* [Input data]

* * * *

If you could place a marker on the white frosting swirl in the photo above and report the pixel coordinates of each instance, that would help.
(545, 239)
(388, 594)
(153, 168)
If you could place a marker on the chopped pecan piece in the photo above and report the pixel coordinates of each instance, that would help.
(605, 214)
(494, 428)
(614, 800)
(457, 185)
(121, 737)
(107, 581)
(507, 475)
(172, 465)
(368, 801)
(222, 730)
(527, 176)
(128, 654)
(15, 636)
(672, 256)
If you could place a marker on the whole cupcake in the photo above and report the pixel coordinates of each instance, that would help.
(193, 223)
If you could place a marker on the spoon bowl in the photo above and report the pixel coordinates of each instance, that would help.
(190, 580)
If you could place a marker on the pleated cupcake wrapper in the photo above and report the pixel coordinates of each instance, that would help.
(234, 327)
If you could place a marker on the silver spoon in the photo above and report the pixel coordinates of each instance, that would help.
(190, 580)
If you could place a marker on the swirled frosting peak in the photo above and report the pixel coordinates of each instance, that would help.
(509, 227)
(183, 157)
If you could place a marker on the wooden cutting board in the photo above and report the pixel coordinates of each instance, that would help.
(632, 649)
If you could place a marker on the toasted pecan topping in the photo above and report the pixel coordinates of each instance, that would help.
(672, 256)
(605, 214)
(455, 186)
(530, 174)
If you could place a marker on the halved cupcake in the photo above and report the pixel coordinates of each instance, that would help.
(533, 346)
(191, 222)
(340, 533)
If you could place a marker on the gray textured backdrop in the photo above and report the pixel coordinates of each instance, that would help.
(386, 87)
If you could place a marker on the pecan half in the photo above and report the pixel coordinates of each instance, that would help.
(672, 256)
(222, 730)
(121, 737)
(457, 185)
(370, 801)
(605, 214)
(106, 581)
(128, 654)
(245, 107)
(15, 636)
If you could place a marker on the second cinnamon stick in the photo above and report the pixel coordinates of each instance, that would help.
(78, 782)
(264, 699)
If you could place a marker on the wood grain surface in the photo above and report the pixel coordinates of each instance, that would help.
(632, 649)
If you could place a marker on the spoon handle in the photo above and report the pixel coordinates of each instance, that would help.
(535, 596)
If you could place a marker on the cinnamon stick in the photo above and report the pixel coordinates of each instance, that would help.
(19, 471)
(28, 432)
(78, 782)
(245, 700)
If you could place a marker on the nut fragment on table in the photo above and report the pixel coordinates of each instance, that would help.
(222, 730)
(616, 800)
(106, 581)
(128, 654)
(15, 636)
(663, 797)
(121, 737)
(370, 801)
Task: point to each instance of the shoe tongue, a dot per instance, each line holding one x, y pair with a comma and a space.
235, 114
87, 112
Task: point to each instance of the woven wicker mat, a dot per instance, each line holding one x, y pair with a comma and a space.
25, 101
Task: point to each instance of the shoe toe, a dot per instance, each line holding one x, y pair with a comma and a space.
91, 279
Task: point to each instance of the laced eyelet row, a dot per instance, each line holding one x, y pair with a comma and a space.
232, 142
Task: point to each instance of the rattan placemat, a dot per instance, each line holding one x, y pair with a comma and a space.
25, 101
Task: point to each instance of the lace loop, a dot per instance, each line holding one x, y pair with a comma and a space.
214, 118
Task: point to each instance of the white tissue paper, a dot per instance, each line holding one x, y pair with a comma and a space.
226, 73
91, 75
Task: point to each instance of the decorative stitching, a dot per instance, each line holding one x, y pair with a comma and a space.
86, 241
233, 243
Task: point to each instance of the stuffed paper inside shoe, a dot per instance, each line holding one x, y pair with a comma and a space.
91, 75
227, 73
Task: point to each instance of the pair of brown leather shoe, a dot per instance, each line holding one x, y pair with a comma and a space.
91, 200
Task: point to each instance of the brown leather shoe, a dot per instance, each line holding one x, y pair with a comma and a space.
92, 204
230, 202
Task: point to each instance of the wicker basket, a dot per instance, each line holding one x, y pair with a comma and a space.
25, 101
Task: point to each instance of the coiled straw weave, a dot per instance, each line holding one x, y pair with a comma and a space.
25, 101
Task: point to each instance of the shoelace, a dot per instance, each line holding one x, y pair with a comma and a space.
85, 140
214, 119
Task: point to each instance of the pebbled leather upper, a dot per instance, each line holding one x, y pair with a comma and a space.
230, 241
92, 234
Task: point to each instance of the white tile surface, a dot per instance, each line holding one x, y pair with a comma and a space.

* * * *

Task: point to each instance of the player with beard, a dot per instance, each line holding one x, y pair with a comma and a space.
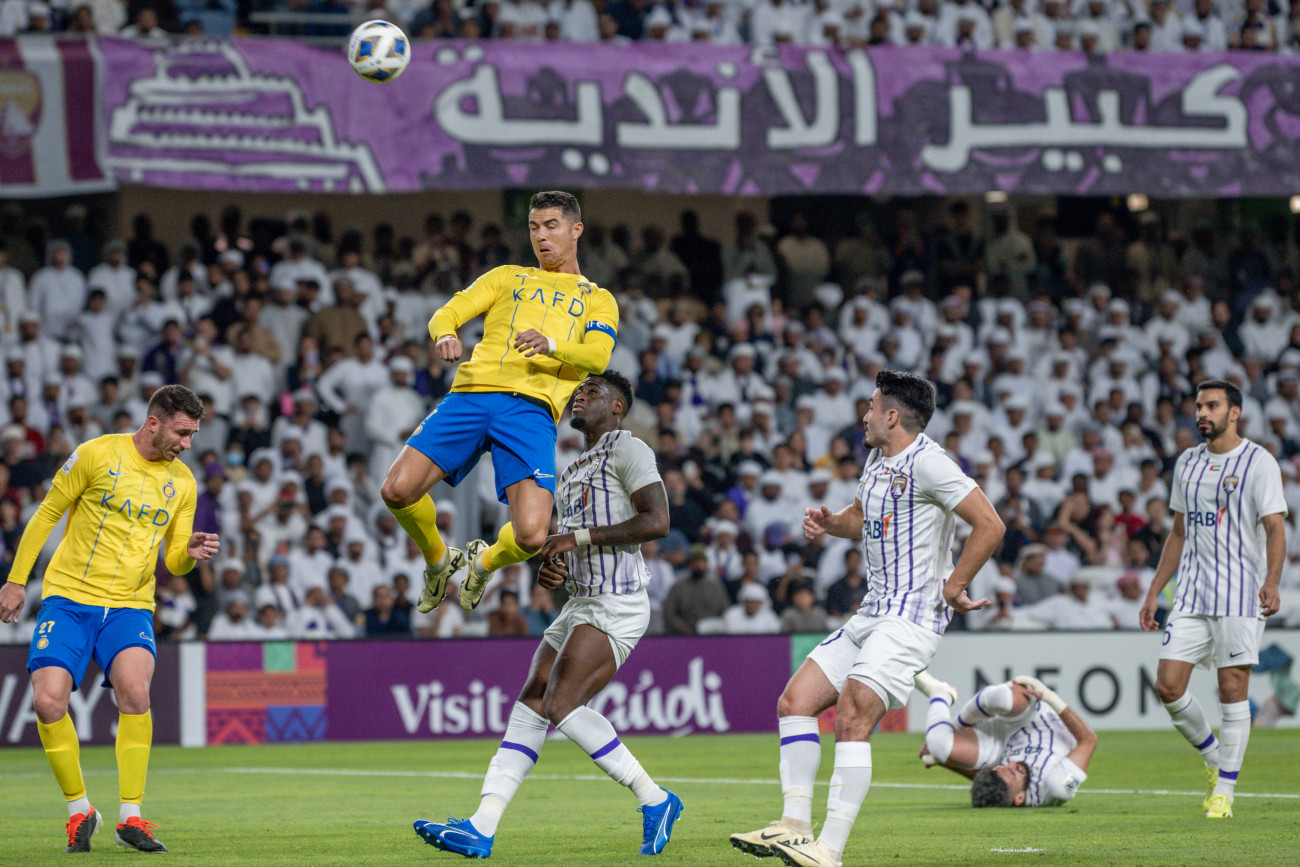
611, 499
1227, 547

* * * *

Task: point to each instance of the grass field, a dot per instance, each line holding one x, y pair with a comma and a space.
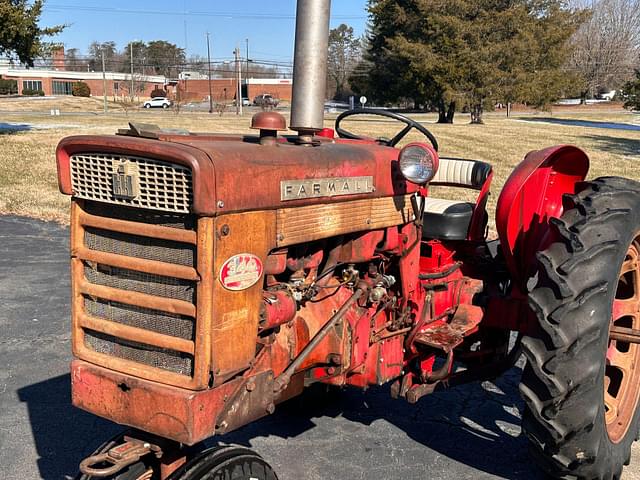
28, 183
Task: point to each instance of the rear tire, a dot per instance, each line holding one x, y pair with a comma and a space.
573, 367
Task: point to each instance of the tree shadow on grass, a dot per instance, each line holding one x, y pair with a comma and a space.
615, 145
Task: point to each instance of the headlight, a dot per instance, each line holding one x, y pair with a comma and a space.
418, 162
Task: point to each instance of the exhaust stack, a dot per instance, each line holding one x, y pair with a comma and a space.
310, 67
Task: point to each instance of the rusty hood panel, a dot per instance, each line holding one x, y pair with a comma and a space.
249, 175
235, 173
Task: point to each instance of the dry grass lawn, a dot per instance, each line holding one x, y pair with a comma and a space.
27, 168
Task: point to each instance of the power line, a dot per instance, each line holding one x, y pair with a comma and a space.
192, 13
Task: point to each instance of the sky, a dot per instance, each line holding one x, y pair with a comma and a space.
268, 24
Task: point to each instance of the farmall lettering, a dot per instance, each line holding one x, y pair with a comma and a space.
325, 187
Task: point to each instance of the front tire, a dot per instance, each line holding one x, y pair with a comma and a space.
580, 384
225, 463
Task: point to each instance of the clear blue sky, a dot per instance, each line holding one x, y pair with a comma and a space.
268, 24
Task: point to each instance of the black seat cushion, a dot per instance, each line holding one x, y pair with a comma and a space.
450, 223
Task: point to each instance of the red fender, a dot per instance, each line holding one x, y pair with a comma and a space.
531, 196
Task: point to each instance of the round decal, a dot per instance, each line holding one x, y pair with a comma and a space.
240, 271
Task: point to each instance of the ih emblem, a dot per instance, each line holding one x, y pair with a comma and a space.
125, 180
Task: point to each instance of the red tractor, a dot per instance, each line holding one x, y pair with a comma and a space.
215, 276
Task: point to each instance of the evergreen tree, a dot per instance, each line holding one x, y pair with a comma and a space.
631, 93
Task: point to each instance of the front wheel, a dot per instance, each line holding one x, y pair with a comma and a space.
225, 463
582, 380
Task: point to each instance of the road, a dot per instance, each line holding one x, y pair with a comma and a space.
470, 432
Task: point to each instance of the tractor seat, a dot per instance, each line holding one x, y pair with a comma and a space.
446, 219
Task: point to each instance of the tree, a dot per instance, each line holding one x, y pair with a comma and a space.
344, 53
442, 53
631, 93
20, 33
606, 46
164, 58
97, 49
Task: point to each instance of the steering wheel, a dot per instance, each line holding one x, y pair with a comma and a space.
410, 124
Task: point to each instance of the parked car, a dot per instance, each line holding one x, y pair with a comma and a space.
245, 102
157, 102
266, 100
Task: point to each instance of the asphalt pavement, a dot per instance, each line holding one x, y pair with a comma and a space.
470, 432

* * * *

Give back exactly the lines above starting at the line where "Task: point to each instance of the pebbled" appears and ending at the line where "Task: point to each instance of the white tile" appears, both included, with no other lines.

Task: point to each instance of the pebbled leather upper, a dot per instance, each line holding one x, y pair with a comma and a space.
230, 241
92, 234
Task: point to each instance of the white tile surface, a dot per instance, each line holding one x, y pair with a comma and a space.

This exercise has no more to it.